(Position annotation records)
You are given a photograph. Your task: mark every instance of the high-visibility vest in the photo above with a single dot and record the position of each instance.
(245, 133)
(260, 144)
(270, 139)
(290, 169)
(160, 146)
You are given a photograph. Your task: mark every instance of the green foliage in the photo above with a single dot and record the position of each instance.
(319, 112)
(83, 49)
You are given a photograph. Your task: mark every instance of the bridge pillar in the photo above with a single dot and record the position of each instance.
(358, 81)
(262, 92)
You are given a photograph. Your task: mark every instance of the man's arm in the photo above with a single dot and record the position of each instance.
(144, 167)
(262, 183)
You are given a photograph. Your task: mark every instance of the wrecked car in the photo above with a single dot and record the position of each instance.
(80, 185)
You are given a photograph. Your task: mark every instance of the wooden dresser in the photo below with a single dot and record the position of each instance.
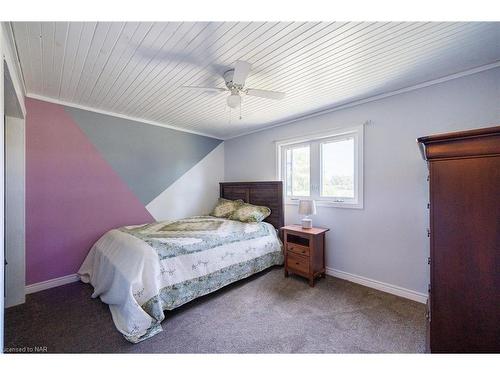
(464, 189)
(304, 251)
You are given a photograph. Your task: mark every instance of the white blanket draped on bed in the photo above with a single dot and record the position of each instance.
(140, 271)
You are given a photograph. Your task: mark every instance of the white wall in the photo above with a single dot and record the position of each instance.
(195, 192)
(386, 241)
(15, 270)
(2, 219)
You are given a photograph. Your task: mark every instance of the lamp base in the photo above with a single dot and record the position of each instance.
(306, 223)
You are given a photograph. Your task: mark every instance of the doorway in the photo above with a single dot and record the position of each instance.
(14, 159)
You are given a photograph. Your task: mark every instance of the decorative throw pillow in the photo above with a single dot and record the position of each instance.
(248, 213)
(225, 207)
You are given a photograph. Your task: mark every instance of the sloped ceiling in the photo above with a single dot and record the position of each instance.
(136, 69)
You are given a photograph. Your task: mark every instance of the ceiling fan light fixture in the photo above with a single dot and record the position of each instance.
(234, 101)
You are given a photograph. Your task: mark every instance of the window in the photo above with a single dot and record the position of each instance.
(326, 167)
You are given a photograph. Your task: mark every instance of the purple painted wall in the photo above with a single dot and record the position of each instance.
(72, 195)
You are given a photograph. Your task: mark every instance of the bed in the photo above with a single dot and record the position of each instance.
(140, 271)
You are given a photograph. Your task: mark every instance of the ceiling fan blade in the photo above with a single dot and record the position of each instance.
(241, 71)
(266, 94)
(200, 88)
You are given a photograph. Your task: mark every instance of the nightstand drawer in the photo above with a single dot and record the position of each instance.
(297, 262)
(298, 249)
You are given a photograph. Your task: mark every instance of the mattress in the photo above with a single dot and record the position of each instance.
(141, 271)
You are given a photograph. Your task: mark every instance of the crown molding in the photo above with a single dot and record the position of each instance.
(115, 114)
(436, 81)
(306, 116)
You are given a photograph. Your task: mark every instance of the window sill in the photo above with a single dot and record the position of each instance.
(325, 203)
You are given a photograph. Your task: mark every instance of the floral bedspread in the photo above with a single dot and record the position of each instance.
(141, 271)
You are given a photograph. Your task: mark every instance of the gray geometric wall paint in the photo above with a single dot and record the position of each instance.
(148, 158)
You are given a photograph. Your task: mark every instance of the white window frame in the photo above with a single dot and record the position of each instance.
(315, 141)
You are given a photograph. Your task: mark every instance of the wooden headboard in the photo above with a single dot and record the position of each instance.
(261, 193)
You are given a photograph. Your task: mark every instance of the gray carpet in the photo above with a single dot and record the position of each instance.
(265, 313)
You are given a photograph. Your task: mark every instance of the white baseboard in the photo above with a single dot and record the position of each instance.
(33, 288)
(379, 285)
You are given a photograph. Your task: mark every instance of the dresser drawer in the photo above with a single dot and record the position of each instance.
(298, 249)
(297, 262)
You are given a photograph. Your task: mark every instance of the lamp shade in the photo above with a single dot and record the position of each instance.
(307, 207)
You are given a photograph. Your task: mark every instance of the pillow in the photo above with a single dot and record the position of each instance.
(248, 213)
(225, 207)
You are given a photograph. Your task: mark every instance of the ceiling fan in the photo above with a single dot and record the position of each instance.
(235, 84)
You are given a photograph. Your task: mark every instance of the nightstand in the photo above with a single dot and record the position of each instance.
(304, 251)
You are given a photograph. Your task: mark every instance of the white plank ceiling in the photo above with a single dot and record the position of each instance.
(136, 69)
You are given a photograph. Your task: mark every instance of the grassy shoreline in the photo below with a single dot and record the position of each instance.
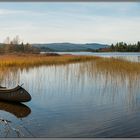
(26, 60)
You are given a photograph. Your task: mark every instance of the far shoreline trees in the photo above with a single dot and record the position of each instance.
(17, 46)
(121, 47)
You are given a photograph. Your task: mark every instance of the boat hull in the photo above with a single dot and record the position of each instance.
(17, 94)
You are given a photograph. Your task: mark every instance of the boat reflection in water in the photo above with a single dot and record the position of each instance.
(18, 109)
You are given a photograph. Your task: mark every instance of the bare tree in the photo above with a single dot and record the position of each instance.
(16, 40)
(7, 40)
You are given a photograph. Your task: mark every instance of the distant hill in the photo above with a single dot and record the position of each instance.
(64, 47)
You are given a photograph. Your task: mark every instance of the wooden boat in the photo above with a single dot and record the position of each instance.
(17, 94)
(18, 109)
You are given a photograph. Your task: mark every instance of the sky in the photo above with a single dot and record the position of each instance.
(74, 22)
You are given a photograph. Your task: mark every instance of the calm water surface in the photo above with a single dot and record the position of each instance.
(131, 56)
(75, 100)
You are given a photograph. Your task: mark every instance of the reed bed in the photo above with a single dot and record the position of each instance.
(25, 60)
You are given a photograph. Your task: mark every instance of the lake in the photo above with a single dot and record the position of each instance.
(72, 100)
(131, 56)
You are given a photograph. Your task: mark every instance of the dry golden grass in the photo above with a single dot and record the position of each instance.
(28, 60)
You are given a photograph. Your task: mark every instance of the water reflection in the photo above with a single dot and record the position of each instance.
(84, 99)
(18, 109)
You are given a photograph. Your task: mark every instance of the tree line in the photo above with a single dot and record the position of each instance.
(121, 47)
(15, 45)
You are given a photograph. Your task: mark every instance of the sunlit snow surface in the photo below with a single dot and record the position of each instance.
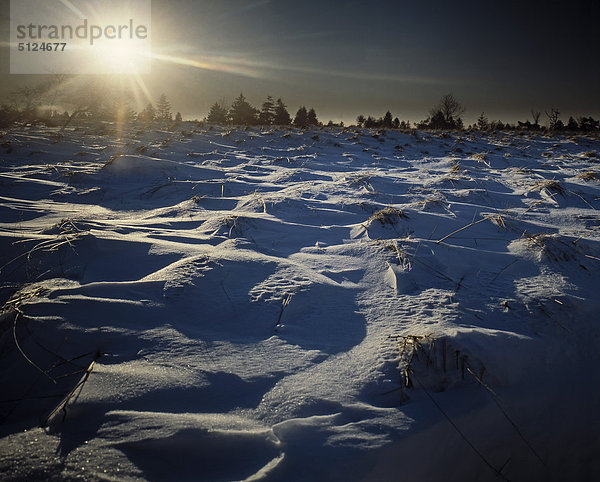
(255, 295)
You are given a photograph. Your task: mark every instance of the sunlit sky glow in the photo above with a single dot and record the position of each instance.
(351, 57)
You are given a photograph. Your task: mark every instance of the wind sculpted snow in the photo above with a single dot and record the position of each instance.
(338, 304)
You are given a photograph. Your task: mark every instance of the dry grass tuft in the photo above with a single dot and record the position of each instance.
(589, 176)
(549, 185)
(388, 215)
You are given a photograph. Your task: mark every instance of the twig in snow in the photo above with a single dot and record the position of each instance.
(79, 386)
(499, 403)
(284, 303)
(464, 437)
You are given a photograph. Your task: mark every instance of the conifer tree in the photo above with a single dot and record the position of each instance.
(241, 112)
(217, 113)
(281, 116)
(387, 120)
(148, 114)
(267, 113)
(301, 119)
(163, 109)
(311, 118)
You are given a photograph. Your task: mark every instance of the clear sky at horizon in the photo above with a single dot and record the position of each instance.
(351, 57)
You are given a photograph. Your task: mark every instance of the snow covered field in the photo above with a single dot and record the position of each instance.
(277, 304)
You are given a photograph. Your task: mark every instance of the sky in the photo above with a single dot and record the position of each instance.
(346, 58)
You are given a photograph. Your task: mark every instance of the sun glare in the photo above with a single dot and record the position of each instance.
(121, 57)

SET EXERCISE - Every line from the one containing "of the water" through the end of the data above should be copied exactly; nothing else is copied, and pictures are omitted.

FINISHED TASK -
You are given a photograph. Your task: mark every instance of the water reflection in the photo above with a single dot and record the position of each instance.
(84, 99)
(18, 109)
You are given a photograph. Your task: mark every instance of the tree line in the photo above with a single dot and record the position of each instance.
(121, 47)
(15, 45)
You are given a photograph. Your task: mark every instance of the sunlit snow surface in the photo below with a single dot and record the position of each instance.
(255, 295)
You are given a photograph. Your task: mark every instance of the sunlit sky glow in the photo above with a single dot and record the position of each instance.
(351, 57)
You are given a photograph. Your task: mark every instance of the wind sculpted snow in the photo above with a single dot and record the position of each instance.
(338, 304)
You are given a photograph. Your task: mark every instance of the dry grass tuft in the photo above with a single dot and record the position of each instance.
(589, 176)
(549, 185)
(388, 215)
You are given a photograph. Your task: mark every instance of the twig in snow in the photo above with a single dot and record the position of each instance.
(79, 386)
(499, 403)
(284, 303)
(464, 437)
You are given a photograph. Your task: mark every instance of the conifer tree in the photo above with a single dot and record the position of each instance.
(241, 112)
(217, 113)
(281, 116)
(387, 120)
(148, 114)
(267, 113)
(301, 119)
(163, 109)
(311, 118)
You are given a photograph. Your task: mark every instance of the clear sky at horizon in the photo above with a single dot and record the position of each instance.
(351, 57)
You are given a photograph. Your task: mark every instance of the snow covered field in the photo above with a single dot and record the position of each instance.
(277, 304)
You are given a photograph. Your task: mark every instance of the sky in the photo above with a single dot and record the position of each instance.
(346, 58)
You are given a photograph. Your task: mark every instance of the sun glare in the photo above with a single dot and record the position of each instance.
(121, 57)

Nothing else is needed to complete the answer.